<<<<
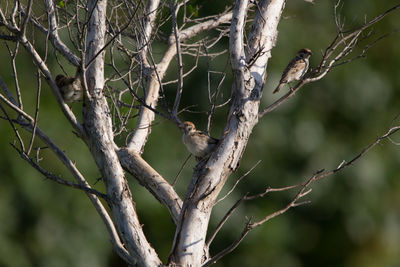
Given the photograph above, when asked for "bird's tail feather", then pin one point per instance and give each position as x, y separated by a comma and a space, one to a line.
278, 88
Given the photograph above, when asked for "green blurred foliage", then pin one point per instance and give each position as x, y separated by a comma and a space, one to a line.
354, 217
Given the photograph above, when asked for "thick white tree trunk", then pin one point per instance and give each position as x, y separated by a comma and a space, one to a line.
98, 126
189, 246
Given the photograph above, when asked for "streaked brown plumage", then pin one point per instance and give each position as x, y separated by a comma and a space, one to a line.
198, 143
70, 87
296, 68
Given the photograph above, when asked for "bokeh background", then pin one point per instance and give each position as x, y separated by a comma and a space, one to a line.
353, 219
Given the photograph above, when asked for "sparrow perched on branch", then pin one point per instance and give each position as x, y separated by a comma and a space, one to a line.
296, 69
197, 142
70, 87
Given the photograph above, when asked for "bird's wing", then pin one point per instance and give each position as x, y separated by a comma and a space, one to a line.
298, 66
65, 81
294, 66
210, 140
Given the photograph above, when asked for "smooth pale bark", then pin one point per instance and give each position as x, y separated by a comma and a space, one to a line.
189, 246
98, 125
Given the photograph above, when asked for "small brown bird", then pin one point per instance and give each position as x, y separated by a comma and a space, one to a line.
197, 142
296, 69
70, 87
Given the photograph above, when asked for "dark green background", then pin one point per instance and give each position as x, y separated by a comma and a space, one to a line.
354, 217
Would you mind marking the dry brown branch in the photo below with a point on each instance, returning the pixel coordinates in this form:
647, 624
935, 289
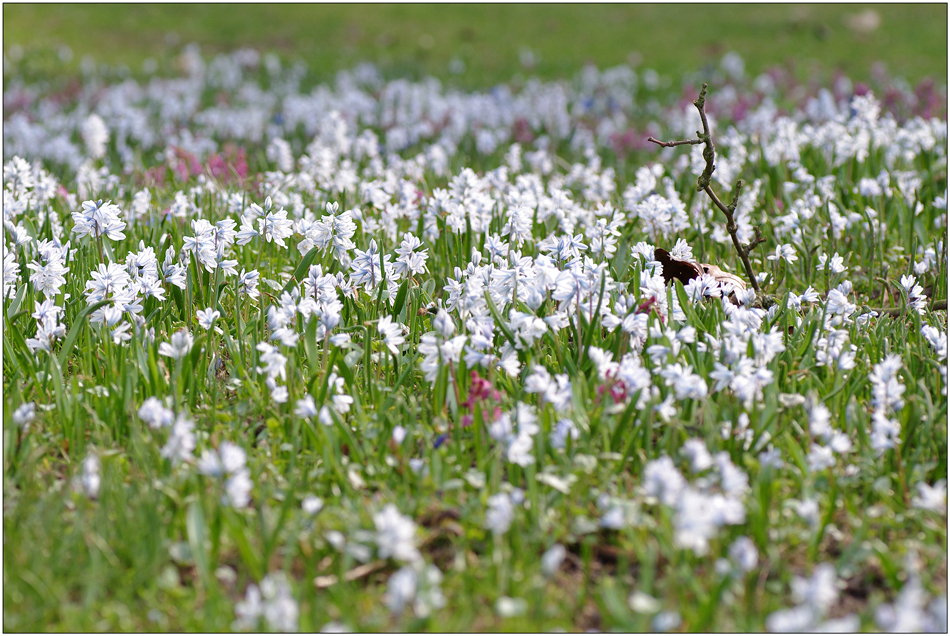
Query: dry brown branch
703, 183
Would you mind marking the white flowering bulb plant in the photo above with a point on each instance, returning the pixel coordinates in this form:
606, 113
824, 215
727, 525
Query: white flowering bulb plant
388, 355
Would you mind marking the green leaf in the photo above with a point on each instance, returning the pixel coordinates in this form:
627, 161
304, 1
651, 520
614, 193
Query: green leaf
76, 328
401, 298
15, 303
302, 269
197, 533
499, 320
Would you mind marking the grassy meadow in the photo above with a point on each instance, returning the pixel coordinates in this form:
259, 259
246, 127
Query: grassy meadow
390, 318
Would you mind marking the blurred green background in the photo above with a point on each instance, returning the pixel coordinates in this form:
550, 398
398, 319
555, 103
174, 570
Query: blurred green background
491, 39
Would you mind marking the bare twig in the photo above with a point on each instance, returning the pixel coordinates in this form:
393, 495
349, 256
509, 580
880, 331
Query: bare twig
670, 144
703, 183
939, 305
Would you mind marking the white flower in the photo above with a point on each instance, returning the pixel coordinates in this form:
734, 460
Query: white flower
181, 441
500, 513
391, 333
95, 135
90, 479
97, 219
206, 317
784, 251
932, 498
744, 554
395, 535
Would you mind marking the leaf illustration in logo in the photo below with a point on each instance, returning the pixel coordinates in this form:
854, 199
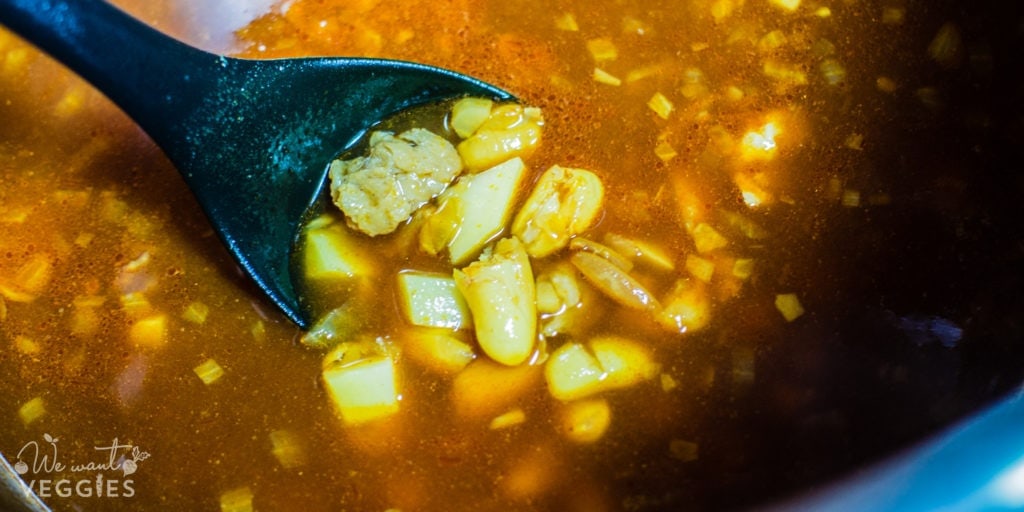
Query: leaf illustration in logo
129, 467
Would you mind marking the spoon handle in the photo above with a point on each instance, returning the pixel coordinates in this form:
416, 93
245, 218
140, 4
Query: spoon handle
141, 70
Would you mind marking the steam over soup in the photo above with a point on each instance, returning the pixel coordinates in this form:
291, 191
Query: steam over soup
687, 270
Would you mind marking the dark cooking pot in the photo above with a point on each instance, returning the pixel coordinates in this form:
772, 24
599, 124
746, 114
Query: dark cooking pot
905, 390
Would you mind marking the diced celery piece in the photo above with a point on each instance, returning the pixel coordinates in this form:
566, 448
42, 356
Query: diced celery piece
365, 390
572, 373
432, 300
468, 114
330, 253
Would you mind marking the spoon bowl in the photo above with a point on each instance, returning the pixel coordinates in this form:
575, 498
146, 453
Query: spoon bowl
252, 138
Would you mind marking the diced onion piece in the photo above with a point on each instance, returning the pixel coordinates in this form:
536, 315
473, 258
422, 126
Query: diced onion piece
485, 388
501, 294
586, 421
510, 419
32, 411
572, 373
788, 305
364, 390
660, 104
566, 23
469, 114
209, 371
603, 77
432, 300
150, 332
287, 448
613, 282
438, 349
237, 500
624, 361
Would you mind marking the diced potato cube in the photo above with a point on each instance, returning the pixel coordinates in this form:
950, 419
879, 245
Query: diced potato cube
484, 387
510, 131
209, 371
150, 332
331, 253
564, 203
624, 361
586, 421
365, 390
468, 114
660, 104
32, 411
510, 419
686, 308
438, 349
572, 373
237, 500
788, 305
287, 448
432, 300
473, 211
602, 49
501, 294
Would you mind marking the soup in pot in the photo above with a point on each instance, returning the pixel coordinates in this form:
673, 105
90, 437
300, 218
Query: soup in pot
721, 251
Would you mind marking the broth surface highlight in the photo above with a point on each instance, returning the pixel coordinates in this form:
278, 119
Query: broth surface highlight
850, 154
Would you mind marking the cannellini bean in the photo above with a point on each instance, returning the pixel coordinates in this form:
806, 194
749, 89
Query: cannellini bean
502, 297
613, 282
564, 203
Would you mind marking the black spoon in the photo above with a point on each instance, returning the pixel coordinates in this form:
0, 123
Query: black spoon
252, 138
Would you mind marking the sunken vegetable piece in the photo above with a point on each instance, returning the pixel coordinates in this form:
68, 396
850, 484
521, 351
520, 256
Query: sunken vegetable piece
401, 173
433, 300
509, 131
473, 211
468, 114
360, 381
564, 203
502, 296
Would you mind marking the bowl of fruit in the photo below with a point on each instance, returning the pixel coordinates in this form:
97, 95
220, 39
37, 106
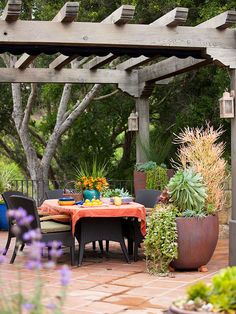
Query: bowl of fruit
93, 203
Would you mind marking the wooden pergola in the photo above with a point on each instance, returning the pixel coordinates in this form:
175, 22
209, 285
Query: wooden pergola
94, 45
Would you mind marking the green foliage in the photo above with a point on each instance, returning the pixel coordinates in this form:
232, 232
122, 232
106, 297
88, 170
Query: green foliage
8, 173
144, 167
116, 192
199, 290
161, 239
223, 295
157, 178
187, 190
220, 295
94, 170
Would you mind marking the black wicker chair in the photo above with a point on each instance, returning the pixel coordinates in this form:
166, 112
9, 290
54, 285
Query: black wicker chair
7, 200
147, 197
96, 228
50, 230
54, 194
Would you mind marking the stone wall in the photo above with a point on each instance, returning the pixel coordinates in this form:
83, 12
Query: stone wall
225, 213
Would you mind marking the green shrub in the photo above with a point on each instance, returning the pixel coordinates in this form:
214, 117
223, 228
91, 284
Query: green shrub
187, 190
143, 167
199, 290
157, 178
161, 239
219, 296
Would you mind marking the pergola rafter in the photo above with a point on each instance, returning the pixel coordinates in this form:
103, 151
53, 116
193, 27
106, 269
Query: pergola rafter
94, 45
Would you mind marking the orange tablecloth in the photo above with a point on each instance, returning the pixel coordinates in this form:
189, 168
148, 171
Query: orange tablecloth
76, 212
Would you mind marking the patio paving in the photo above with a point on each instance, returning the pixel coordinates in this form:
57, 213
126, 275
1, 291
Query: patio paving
107, 284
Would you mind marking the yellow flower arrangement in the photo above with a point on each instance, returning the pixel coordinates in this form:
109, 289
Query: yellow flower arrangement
91, 183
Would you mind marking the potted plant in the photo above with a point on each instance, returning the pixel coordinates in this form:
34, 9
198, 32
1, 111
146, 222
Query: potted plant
140, 174
91, 180
189, 205
149, 175
6, 176
217, 297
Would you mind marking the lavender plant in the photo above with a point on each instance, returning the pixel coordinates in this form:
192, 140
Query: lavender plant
20, 302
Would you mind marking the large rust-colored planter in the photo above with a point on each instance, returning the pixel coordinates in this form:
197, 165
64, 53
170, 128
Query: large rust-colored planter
197, 239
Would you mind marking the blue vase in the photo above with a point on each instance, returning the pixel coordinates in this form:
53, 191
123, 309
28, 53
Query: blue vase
3, 217
91, 194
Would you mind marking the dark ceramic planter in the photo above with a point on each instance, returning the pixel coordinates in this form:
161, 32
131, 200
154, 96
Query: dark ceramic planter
197, 239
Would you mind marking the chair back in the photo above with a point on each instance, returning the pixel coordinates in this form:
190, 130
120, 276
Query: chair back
148, 198
54, 194
6, 197
29, 205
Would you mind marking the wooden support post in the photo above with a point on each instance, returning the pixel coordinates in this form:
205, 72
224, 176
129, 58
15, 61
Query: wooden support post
142, 139
232, 222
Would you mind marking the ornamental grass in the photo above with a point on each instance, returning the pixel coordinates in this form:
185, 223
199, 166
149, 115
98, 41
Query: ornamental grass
200, 150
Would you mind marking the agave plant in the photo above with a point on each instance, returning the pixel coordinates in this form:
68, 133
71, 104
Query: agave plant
187, 190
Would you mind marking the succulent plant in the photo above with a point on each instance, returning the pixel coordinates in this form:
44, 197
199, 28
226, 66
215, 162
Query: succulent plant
187, 190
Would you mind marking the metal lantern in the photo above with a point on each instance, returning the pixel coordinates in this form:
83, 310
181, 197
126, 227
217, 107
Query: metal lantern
133, 122
227, 105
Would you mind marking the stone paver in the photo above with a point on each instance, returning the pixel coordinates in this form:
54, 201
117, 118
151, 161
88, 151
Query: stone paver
108, 284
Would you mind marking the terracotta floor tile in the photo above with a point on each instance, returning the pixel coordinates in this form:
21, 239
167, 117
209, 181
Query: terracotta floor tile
114, 289
110, 285
144, 311
126, 300
147, 292
104, 308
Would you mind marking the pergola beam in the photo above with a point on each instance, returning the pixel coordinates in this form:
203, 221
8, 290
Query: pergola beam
12, 11
221, 21
67, 14
119, 17
34, 75
177, 16
169, 67
106, 36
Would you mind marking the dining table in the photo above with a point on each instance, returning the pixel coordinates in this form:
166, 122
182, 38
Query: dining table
100, 222
76, 212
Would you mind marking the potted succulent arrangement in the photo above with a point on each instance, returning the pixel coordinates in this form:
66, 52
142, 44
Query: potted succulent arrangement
91, 180
149, 175
218, 297
183, 230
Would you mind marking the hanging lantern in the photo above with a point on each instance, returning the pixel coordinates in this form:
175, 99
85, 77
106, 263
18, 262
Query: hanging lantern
133, 122
227, 105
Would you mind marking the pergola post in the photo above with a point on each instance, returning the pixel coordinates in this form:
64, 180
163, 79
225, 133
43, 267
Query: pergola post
142, 136
232, 222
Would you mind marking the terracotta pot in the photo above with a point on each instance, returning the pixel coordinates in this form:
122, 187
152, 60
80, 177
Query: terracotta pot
197, 239
139, 181
175, 310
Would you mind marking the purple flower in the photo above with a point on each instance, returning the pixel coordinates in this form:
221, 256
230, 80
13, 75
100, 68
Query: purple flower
25, 221
32, 235
33, 265
28, 306
2, 257
49, 265
51, 306
65, 275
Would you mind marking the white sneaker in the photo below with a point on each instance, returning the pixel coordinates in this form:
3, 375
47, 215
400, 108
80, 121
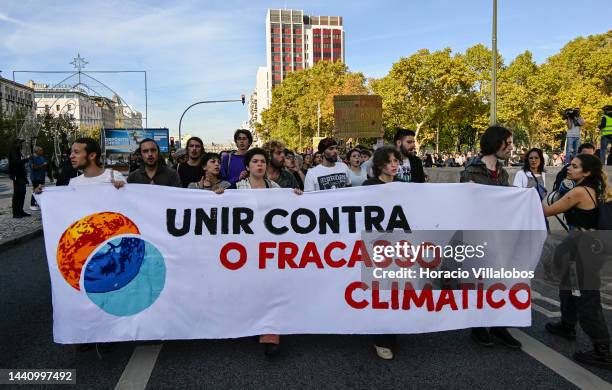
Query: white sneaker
384, 353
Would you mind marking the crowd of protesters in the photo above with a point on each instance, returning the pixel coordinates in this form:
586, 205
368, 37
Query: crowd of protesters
275, 166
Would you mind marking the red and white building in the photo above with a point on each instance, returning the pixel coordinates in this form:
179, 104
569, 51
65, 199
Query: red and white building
295, 41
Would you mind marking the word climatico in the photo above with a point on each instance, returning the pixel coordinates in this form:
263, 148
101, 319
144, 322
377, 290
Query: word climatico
406, 250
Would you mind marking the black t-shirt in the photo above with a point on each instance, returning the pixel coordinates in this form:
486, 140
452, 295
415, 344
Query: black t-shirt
189, 173
375, 181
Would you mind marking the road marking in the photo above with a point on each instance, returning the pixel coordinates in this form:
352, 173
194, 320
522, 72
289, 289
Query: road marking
547, 313
139, 368
573, 372
538, 296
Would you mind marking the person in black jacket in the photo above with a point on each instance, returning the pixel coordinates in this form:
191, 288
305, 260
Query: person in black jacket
411, 168
17, 173
586, 148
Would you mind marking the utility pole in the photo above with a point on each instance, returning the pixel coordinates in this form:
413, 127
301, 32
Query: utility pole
318, 119
493, 119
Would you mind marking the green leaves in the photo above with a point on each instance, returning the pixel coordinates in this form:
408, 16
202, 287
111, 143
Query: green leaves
294, 102
444, 96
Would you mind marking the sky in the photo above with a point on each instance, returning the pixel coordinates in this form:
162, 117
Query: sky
210, 50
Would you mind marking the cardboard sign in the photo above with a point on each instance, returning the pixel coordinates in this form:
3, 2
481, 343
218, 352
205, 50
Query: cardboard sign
358, 116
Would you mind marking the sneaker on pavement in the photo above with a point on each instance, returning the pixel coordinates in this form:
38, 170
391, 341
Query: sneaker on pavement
506, 338
560, 329
481, 336
384, 352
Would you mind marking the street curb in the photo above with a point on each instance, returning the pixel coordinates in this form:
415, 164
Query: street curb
10, 242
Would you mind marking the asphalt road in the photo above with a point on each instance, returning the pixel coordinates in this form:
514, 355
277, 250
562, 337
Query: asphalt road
435, 360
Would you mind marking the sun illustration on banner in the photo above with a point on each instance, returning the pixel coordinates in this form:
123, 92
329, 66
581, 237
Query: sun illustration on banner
123, 274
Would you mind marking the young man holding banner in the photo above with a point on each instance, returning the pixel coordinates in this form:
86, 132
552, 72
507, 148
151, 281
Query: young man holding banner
411, 168
153, 171
331, 173
495, 145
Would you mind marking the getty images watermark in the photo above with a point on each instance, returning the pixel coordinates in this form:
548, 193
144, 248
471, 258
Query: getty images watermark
>>>>
Scan the listing for the string "below" and copy every line that carries it.

*THE COMPLETED TASK*:
Would you mind marking the dry brown branch in the photo below with a point on each instance, returning the pixel coordinates in this form:
Would you mind marking the leaf illustration in logo in the photo below with a point on each instance, returning the pixel coordinates in this form:
Would you mind marking the bowl of fruit in the photo below with a point on each instance, returning the pixel coordinates in this form:
Would you mind marking the white sneaker in the photo below with a point on each instance, returning the pixel coordinates in this form:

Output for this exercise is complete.